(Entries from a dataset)
_ _ _ _
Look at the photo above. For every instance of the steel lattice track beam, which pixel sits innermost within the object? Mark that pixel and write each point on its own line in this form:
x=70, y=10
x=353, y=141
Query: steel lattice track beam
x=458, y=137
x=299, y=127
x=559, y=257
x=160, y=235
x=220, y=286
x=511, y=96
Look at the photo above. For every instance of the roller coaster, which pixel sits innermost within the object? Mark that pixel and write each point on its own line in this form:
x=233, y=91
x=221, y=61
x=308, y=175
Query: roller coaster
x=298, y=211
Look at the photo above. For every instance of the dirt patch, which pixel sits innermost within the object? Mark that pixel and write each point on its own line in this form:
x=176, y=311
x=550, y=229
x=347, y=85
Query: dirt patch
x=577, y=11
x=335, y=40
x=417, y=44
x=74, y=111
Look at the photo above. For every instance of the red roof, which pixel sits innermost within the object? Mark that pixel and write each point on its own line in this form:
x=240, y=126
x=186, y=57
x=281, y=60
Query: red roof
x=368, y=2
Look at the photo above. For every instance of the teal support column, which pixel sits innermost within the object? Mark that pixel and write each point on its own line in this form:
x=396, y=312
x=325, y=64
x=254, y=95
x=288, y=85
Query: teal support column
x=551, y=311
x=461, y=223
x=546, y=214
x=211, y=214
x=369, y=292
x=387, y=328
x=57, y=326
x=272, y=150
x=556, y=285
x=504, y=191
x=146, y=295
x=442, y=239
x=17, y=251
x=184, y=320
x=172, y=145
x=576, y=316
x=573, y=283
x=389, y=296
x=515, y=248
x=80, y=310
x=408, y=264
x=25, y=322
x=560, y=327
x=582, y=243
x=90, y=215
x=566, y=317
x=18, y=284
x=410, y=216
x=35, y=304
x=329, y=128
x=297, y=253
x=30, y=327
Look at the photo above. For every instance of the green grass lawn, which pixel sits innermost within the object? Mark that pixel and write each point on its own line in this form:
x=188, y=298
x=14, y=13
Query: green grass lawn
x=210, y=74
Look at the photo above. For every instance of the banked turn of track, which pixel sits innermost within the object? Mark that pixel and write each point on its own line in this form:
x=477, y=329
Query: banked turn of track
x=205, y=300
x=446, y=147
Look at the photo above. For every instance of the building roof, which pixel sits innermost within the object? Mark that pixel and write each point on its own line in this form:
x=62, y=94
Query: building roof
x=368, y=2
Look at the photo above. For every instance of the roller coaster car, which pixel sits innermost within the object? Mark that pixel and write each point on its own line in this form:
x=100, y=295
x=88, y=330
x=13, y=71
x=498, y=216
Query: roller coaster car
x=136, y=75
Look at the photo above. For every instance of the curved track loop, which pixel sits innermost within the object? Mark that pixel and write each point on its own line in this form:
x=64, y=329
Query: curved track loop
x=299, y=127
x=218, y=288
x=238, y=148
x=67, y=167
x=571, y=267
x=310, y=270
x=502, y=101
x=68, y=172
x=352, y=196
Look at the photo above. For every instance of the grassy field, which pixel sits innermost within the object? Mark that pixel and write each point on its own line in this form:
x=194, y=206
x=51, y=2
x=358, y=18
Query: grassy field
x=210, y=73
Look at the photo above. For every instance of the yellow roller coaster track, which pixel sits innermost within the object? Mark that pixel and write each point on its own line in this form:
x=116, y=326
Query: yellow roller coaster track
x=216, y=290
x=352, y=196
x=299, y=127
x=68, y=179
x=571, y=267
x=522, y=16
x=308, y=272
_ _ _ _
● **The request**
Starting at the beginning of the data above and ending with the line that contains "x=74, y=111", lay out those lines as a numbered list with any blank lines omitted.

● **Result of the exercise**
1. Look at the photo above. For every instance of the steel lattice track beam, which pixel sits innermost within the object? Mark that pixel and write each point on its own line in this form:
2. x=70, y=10
3. x=353, y=141
4. Query: steel lattice track beam
5. x=458, y=137
6. x=299, y=127
7. x=559, y=257
8. x=160, y=235
9. x=220, y=286
10. x=511, y=96
11. Look at the photo above. For every instance of the roller coaster, which pixel sits innermost within the object? Mark that pixel and write each point on its own line in this form:
12. x=233, y=91
13. x=221, y=61
14. x=308, y=175
15. Query: roller coaster
16. x=298, y=211
17. Look at the photo above. For every instance of the dirt patch, which pixel sits innermost within the object? Mark that pixel and write each point on its own line in this form:
18. x=176, y=311
19. x=550, y=229
20. x=347, y=85
21. Query: dirt patch
22. x=577, y=11
23. x=335, y=40
24. x=417, y=44
25. x=74, y=111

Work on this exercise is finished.